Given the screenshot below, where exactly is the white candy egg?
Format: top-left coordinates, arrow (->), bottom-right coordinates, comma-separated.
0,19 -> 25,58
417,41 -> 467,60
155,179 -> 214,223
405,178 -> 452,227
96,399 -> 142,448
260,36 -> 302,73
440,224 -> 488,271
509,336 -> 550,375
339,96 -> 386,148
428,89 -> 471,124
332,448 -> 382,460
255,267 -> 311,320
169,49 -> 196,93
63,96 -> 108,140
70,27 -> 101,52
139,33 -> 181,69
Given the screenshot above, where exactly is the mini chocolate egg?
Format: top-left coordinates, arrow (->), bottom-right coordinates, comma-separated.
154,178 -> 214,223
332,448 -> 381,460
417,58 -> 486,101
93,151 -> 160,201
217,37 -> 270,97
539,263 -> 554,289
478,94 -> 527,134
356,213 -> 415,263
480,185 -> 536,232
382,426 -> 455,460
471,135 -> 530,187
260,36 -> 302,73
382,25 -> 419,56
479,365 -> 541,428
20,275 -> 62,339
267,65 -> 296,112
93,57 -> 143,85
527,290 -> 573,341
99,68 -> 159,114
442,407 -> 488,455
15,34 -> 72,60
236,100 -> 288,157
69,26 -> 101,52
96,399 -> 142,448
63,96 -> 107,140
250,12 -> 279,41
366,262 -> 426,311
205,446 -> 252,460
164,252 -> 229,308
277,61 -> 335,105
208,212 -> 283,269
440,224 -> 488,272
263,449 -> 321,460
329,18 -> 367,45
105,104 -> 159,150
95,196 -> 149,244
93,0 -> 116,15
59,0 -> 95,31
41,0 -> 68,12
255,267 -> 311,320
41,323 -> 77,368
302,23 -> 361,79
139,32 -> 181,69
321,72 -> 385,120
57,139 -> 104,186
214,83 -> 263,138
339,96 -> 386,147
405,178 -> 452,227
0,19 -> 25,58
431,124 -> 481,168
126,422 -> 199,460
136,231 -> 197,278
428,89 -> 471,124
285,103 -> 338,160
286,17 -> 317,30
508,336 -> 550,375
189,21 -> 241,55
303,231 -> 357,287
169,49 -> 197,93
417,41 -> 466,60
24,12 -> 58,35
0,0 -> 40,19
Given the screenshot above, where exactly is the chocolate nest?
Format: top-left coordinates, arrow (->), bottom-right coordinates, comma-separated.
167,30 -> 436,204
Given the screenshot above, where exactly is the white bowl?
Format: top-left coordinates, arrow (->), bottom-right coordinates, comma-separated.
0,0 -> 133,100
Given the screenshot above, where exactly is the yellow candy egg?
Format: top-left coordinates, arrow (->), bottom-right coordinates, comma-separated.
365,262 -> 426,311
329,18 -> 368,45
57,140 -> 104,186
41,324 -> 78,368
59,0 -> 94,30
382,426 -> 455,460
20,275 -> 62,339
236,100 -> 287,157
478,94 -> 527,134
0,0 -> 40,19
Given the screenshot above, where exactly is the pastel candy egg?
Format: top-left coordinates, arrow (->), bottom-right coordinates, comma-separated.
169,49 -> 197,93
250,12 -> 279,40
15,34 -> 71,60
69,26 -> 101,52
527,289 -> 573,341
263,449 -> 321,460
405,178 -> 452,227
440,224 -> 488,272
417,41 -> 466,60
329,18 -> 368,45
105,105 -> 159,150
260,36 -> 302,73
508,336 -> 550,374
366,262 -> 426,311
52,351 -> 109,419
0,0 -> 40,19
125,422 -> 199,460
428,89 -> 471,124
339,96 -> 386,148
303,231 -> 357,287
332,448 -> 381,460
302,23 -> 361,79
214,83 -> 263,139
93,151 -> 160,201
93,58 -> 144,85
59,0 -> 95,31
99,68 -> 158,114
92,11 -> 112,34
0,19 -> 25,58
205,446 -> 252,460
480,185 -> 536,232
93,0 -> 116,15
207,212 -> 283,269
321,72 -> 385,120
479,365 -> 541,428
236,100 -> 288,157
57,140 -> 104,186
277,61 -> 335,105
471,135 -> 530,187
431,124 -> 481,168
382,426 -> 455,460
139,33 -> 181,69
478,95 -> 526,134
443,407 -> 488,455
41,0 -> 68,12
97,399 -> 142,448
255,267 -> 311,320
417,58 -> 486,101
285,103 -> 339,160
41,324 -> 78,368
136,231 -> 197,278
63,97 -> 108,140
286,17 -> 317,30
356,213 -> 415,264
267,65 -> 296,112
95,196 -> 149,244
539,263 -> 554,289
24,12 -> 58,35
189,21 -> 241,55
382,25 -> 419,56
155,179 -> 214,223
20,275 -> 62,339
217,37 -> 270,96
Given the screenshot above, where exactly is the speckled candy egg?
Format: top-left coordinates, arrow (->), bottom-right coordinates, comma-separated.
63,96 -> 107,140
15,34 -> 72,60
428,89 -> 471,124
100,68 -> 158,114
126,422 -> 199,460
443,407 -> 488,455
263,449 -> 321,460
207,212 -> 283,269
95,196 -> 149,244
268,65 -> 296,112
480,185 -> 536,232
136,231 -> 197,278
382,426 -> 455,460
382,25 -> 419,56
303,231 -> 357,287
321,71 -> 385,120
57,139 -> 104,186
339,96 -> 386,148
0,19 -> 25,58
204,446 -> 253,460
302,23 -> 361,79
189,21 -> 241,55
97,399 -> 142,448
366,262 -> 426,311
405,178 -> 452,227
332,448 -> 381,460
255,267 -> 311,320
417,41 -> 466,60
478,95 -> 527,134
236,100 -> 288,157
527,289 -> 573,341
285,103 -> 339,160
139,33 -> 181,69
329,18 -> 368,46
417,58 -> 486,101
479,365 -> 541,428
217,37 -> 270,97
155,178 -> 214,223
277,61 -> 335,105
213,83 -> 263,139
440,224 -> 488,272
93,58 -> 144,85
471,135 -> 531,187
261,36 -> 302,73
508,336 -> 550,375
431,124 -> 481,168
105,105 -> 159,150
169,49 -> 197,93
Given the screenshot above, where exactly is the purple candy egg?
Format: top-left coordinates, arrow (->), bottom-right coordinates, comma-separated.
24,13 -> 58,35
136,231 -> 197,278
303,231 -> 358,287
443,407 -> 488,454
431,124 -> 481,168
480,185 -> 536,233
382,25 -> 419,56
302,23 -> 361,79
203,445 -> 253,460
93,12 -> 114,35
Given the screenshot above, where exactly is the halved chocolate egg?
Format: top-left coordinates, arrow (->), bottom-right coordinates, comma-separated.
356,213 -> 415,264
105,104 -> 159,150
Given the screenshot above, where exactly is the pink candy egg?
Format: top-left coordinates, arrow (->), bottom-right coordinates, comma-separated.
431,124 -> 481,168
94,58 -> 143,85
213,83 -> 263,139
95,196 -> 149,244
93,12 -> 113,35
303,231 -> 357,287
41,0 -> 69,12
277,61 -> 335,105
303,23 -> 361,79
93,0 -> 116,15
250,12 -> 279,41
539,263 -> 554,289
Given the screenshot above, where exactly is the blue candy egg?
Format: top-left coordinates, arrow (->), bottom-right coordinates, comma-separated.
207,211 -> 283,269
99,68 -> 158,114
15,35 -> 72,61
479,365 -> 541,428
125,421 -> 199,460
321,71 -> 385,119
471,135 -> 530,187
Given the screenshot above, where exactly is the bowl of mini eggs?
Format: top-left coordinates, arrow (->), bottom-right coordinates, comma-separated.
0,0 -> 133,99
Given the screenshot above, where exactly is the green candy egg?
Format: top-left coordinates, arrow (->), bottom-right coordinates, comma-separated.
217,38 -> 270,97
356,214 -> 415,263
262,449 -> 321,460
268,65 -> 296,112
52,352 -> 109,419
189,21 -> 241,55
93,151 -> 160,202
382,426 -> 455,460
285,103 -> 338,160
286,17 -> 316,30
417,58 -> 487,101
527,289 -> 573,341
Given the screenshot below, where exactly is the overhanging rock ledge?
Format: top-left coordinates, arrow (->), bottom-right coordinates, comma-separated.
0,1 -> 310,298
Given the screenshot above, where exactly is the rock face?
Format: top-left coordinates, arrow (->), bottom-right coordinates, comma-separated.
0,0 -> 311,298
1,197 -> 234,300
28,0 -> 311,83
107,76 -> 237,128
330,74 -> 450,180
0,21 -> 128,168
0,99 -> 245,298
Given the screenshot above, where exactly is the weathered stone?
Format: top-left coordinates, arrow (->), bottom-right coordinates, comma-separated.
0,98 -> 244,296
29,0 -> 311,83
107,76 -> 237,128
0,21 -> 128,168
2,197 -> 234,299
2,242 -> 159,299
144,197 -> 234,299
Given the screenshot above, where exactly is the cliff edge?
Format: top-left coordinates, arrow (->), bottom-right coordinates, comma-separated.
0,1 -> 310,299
-- -- --
What the task requires — Could you copy out every line in the listing where the word "rock" appears?

Exercise response —
Given the screenshot below, where exactly is the overhanging rock ledge?
Given the screenshot above, where exactly is the rock face?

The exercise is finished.